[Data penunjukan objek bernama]
——————

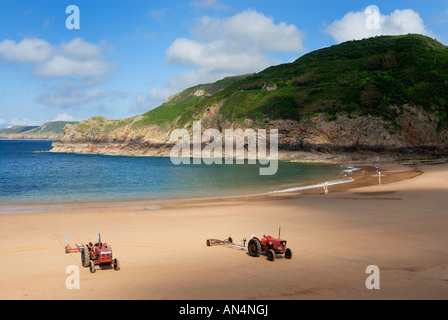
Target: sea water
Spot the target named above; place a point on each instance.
(31, 174)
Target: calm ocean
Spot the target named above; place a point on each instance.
(29, 174)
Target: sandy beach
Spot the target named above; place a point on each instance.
(399, 225)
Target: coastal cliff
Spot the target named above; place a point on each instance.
(378, 95)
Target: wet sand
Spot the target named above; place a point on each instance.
(399, 225)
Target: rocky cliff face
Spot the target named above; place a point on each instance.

——————

• **Latihan Singkat**
Ubah baris-baris dari semua item di atas menjadi daftar bernomor dan lewati baris yang kosong. Gambar tidak perlu dimasukkan ke dalam jawaban.

• **Jawaban Latihan**
1. Target: sea water
2. Spot the target named above; place a point on each instance.
3. (31, 174)
4. Target: calm ocean
5. Spot the target named above; place a point on each instance.
6. (29, 174)
7. Target: sandy beach
8. Spot the target named above; place a point on each instance.
9. (399, 225)
10. Target: coastal cliff
11. Spot the target named above; place a point on each instance.
12. (378, 95)
13. Target: wet sand
14. Spot the target named above; place a point on each instance.
15. (399, 225)
16. Target: rocky cliff face
17. Spot the target named above; place a point on each instance.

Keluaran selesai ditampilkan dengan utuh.